It's a fair cop. Perhaps you could explain how to perform the
calculation correctly?

--
Richard Heathfield <http://www.cpax.org.uk>
Email: -http://www. +rjh@
"Usenet is a strange place" - dmr 29 July 1999
Sig line vacant - apply within
From: mike on
In article <yKWdnfd7BvIrFgjWnZ2dnUVZ8txi4p2d(a)bt.com>,
rjh(a)see.sig.invalid says...
> Noob wrote:
> > Richard Heathfield wrote:
>
> <snip>
>
> >> We calculate this failure probability F by
> >> raising (1-p) to the power of the number of match attempts:
> >>
> >> F = (1-p)^2 = 0.99609375^2 = 0.9922027587890625
> >
> > I don't think so. The two attempts are not independent.
>
> It's a fair cop. Perhaps you could explain how to perform the
> calculation correctly?

▶ RECORDED INFORMATION
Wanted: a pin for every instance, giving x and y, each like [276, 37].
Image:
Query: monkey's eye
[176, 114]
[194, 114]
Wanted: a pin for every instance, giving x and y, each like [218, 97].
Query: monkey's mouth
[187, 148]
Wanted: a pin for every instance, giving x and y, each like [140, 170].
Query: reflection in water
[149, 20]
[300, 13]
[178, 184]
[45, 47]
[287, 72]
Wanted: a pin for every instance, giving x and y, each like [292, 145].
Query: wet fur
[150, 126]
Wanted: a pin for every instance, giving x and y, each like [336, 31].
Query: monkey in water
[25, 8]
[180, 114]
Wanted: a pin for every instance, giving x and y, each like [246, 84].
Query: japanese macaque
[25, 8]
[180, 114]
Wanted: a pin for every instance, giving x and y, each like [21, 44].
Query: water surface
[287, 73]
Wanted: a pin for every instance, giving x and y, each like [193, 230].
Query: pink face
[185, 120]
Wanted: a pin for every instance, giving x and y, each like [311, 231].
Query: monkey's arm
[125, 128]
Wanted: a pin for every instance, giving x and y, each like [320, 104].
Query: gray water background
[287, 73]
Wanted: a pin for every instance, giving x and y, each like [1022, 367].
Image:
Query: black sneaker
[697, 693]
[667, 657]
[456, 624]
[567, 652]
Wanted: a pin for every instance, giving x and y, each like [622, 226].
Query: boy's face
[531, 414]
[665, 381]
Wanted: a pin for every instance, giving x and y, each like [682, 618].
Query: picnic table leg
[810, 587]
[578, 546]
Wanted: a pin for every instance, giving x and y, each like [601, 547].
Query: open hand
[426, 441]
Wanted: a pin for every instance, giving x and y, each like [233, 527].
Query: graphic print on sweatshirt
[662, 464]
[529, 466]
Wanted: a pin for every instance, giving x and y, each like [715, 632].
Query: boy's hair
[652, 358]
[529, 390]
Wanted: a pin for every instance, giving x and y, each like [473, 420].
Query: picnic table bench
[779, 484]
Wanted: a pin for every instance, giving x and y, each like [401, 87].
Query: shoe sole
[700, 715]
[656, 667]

▶ DIRECTIVES
1. Answer these three questions about the Usenet excerpt on failure probability:
(a) What value does the quoted calculation give for F?
(b) What reason does Noob give for rejecting that calculation?
(c) Which quotation appears in the signature, and to whom and what date is it attributed?
2. Resume the Usenet excerpt on failure probability, picking up right after its last line.
The records can be set aside; nothing here depends on them.

▶ TASK RESULTS
1.
(a) F = 0.9922027587890625.
(b) The two attempts are not independent.
(c) "Usenet is a strange place", attributed to dmr, 29 July 1999.

2.
>
Unfortunately, the calculation depends on the specific text*. So for
your binary version of Hamlet (or was it Othello) there is no simple
answer.

* to prove this, imagine that the works of Shakespeare can be expressed
as a two character binary string (maybe the Condendsed Books version)
and the random monkey has typed three symbols. If the condensed string
is '00' then there is a 5/8 chance that it will not appear in a random
three character string, but if the string is '01' then there is a 1/2
chance it will not be found in a random three character string.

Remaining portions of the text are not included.